*YOUR OBJECTIVE*: The expected answer is the data below, retyped exactly.

━━━━━━━━━━━━━━━━━━━━━━━━━━━━━━

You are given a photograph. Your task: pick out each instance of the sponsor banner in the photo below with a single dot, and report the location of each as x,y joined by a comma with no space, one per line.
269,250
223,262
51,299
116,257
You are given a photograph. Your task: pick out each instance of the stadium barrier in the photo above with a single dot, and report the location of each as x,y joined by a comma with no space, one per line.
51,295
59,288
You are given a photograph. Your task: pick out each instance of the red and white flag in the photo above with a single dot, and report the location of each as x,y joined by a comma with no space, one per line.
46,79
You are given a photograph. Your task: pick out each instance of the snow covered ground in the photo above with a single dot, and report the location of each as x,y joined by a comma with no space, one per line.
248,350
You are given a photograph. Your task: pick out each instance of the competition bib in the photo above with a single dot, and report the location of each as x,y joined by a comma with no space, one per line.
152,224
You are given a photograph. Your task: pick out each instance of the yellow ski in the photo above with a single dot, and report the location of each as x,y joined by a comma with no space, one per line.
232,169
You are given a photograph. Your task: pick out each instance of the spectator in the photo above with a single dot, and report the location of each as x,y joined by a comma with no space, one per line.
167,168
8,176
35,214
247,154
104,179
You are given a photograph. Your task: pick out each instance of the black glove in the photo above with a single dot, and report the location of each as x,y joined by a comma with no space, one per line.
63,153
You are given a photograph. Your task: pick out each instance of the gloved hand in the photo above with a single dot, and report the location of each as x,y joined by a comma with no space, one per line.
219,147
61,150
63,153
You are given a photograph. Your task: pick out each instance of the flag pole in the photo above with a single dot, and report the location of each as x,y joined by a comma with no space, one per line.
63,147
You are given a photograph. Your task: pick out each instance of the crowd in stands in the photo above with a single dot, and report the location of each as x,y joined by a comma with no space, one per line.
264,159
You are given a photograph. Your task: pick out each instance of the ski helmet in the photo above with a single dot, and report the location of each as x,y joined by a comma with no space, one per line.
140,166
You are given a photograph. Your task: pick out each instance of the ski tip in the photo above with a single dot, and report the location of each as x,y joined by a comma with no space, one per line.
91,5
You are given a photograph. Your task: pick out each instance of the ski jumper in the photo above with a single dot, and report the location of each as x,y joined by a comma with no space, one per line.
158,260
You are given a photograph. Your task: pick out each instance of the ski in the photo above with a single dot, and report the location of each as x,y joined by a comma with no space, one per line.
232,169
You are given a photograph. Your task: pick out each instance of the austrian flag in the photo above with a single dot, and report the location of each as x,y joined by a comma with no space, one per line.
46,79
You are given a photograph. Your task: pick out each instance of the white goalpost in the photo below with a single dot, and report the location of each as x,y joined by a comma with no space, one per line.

━━━━━━━━━━━━━━━━━━━━━━━━━━━━━━

*OUTPUT BELOW*:
You are given a photograph. Your task: pick out each instance of the sponsor banner in the photo below with a single dot, and report the location of each as x,y joined by a comma with no space, one per line.
269,250
223,262
51,299
116,257
You are given a photograph. Your task: pick out each instance of the stadium barrier in the photo above with a single dot, and report the location of each as x,y joined by a comma with no space, one per line.
51,295
59,288
You are given a photograph. Your task: pick out each instance of the red and white flag in the photo above with a single dot, and report the location of each as x,y joined by a comma with no space, one per line.
46,79
You are given a photograph. Your task: pick out each instance of the snow covered ground in the photo above with a single dot, and report the location of each as x,y joined by a comma with no space, one per line.
248,350
You are given a photograph. Your task: pick out each instance of the competition bib in the photo above with a single dot, and report the location of each as x,y joined by a comma with no space, one per line.
152,224
You are given a photograph. Your task: pick out each instance of the yellow ski in the photo above with a single dot, and report the location of each as x,y joined by a comma with no space, one per line.
232,169
You are given a photograph. Your task: pick out each instance of the spectator in the photo above with a single dot, and report the location of each as x,y joined by a comma with no space, one per line.
167,168
8,176
35,214
247,154
104,179
You are given a photograph. Your task: pick out each instance of the black glove in the photo above with a single dot, and report the location of each as x,y joined by a comma with no space, one per line.
63,153
You are given a photograph. Your task: pick out each instance of the gloved hand in the photo above with a single dot, and report the location of each as x,y joined by a comma with no space, one per line.
219,147
61,150
63,153
You are given a photograph. Your task: pick out each instance of the flag pole in the photo above with a single dot, and report the location of each as x,y joined by a comma with no space, one per line.
63,147
You are given a photograph. Your task: pick out each instance of the crowd in stands in the photo above with a single dot, and report the location of each as x,y joined by a comma with no space, one per line.
264,159
You are given a photograph. Your task: pick out each instance of the ski helmet in the photo above with a single dot, and report the location of each as x,y joined by a comma with no space, one per line.
140,166
You are given a photograph. Your task: pick out each instance of the ski tip in the photo above with a single dot, and report the location of each as x,y joined by a comma with no space, one per line.
91,5
You are given a photograph. Your task: pick out each instance of the ski jumper in the photo above with a single dot, and report the location of each as x,y joined by a comma with no space, one per line.
158,260
You are given a photograph. Your task: pick out each instance of the ski in the photo above with a single dot, and report the location of each as x,y joined by a comma with no space, one per line.
232,169
You are given a photograph. Your task: pick out each instance of the austrian flag in the photo above with a single dot, and report the location of each as x,y joined by a comma with no space, one per line.
46,79
You are given a photograph. Your task: pick out each instance of the white goalpost in the photo below with a single dot, and report the location of each as x,y joined by a comma with no space, one per line.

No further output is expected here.